Jeżeli z tego co piszesz nie wynikają takie wnioski to znaczy że albo
kłamiesz albo masz schizofrenie. W jednym i drugim przypadku jest
jeszcze gorzej.
>> Z takim podejście będziesz zawsze złym pracownikiem choć możesz być
>> dobrym w swojej dziedzinie. Pracownik to nie tylko osoba wykonująca
>> pracę powierzoną przez pracodawcę ale także współpraca i tutaj być
>> może były by z Tobą problemy.
> Mnie prawdę mówiąc niewiele obchodzi czy ktoś mnie uzna za pracownika,
> dobrego, średniego czy złego. Praca służy do zarabiania pieniędzy na życie.
Wiesz to twoje wywody przychodzą mi na myśl filmy Barei.
"Praca służy do zarabiania pieniędzy" no właśnie. Widelec służy do
jedzenia, nóż do krojenia a praca do zarabiania pieniędzy. To jest twoje
podejście do pracy. Nic dziwnego że jesteś jednym wielkim frustratem.
Naukowiec zostający jako pracownik naukowy na uczelni z takim podejściem
to nie naukowiec i nie pracownik. Strażak z takim podejściem to nie
strażak ratujący życie. Żołnierz z takim podejściem to nie żołnierz
tylko tchórz.
W prace oprócz wywiązywania się z umowy należy włożyć coś jeszcze pod
warunkiem że się robi to co się lubi. Inaczej jest się nieszczęśliwym.
> Stosunek pracy to umowa między dwoma stronami (mniejsza tu o
> okoliczności jej zawarcia) i mają się one z jej zapisów wywiązywać. To
> wszystko.
To na szczęście tylko twoje zdanie.
> Wiedz także, że wykonywanie czegokolwiek poza umówione prace (choćby z
> "pasji") jest ryzykowne, by nie rzec - nierozsądne. Bardzo szybko
> przyzwyczaisz pracodawcę do takich profitów i będzie ich on potem
> oczekiwał, a nawet wręcz żądał. W takiej atmosferze twoja pasja może
> stać się garbem.
Bzdury. Znów mówimy o idiocie pracodawcy i o normalnych firmach. Mam
wrażenie że jeszcze nie miałeś okazji w tych drugich popracować.
>> Zapytaj zbrojarza w Stanach pracującego przy budowie mostu co sądzi o
>> swojej pracy. Powie że jest dumy z tego co robi i że swoim dzieciom
>> będzie mógł mówić pracowałem tutaj i dzięki mnie ten most stoi. O to w
>> tym chodzi.
> Zależy komu.
> Ja nie mam wypranego propagandą mózgu i umiem myśleć samodzielnie.

- **DANE**:
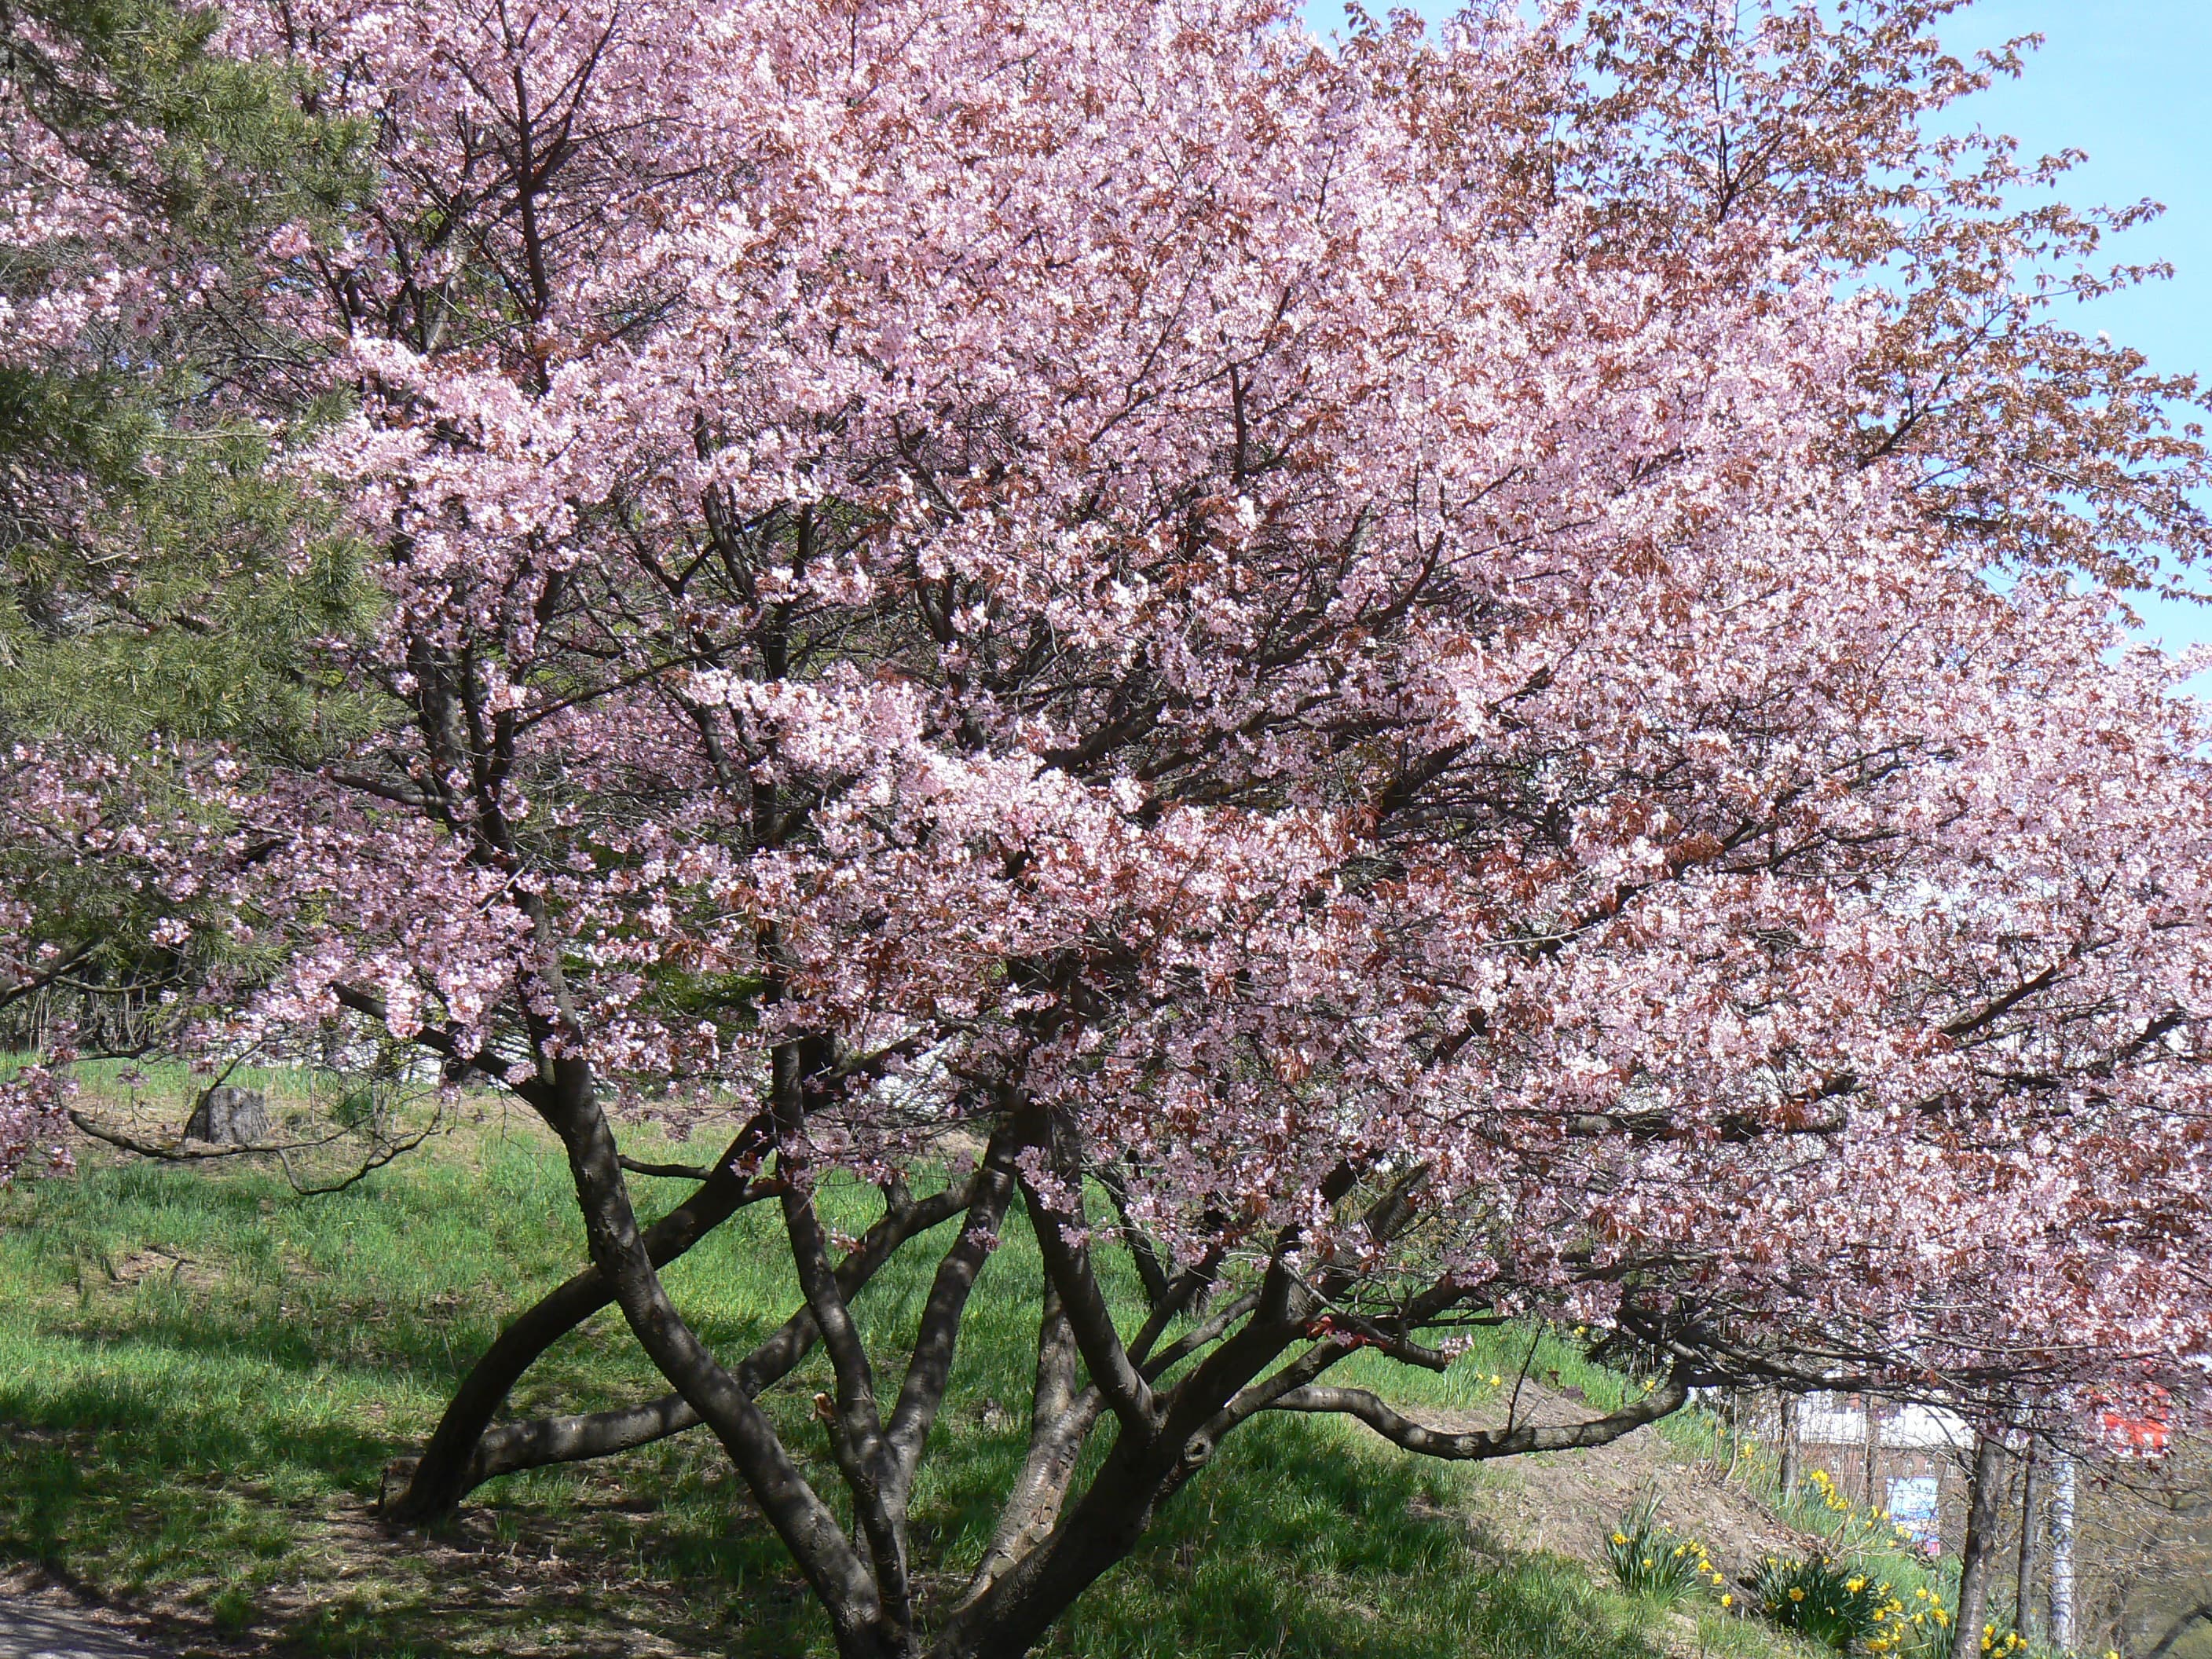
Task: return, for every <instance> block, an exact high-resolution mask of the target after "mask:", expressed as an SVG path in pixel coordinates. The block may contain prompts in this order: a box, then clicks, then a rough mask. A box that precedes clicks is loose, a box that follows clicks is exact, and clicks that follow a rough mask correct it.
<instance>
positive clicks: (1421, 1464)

- **WYMAGANIA ZADANIA**: Napisz dalszy ciąg dyskusji o stosunku do pracy, zaczynając od miejsca tuż po jej ostatnim zdaniu.

- **ODPOWIEDŹ DO ZADANIA**:
I bardzo dobrze że myślisz samodzielnie. Pamiętaj tylko że wymyślanie na
nowo wszystkiego co zostało już udowodnione może zająć ci więcej niż
twoje życie. Jeżeli argumenty racjonalne przemawiają za pewna opcją to
należy ja przyjąć a nie teoretyzować na temat własnych przemyśleń
dochodząc tym samym do całkowicie błędnych wniosków.
--
Pozdrawiam
Rafał
-
67. Data: 2009-03-26 22:07:11
Temat: Re: Jak skutecznie szukać pracy :-)
Od: "Jotte" <t...@w...spam.wypad.polska>
W wiadomości news:gqgtlp$v0r$1@news3.onet The_EaGle <t...@t...pl> pisze:
> Rozumiem
Nic nie rozumiesz.
> Jak rozumiem
Już pisałem - ty nic nie rozumiesz.
> Wiek dziecinny mam dawno za sobą
Nie pisałem o wieku lecz o umysłowości.
> Oczywiście że gosp nie rynkowa
Nierynkowa...
Daruję sobie resztę, nie ma po co ani o czym gadać z niedokształtem o
masywnie uszkodzonej psychice.
No to pa!
--
Jotte
-
68. Data: 2009-03-26 22:16:59
Temat: Re: Jak skutecznie szukać pracy :-)
Od: The_EaGle <t...@t...pl>
Jotte pisze:
> Nic nie rozumiesz.
> Już pisałem - ty nic nie rozumiesz.
> Nie pisałem o wieku lecz o umysłowości.
> Nierynkowa...
> No to pa!
Twoje argumenty wyrwały mnie z kapci. ;))))))
A i brzydzę się jak facet do mnie pisze "PA"...
--
Pozdrawiam
Rafał
-
69. Data: 2009-03-26 22:17:20
Temat: Re: Jak skutecznie szukać pracy :-)
Od: "Jotte" <t...@w...spam.wypad.polska>
W wiadomości news:gqguoh$1uc$2@news3.onet The_EaGle <t...@t...pl> pisze:
>> Nic nie rozumiesz.
>> Już pisałem - ty nic nie rozumiesz.
>> Nie pisałem o wieku lecz o umysłowości.
>> Nierynkowa...
>> No to pa!
> Twoje argumenty wyrwały mnie z kapci. ;))))))
Musiały nieźle przyrosnąć.
Nie czas na nowe?
> A i brzydzę się jak facet do mnie pisze "PA"...
To zwymiotuj sobie.
--
Jotte
-
70. Data: 2009-03-26 22:25:37
Temat: Re: Jak skutecznie szukać pracy :-)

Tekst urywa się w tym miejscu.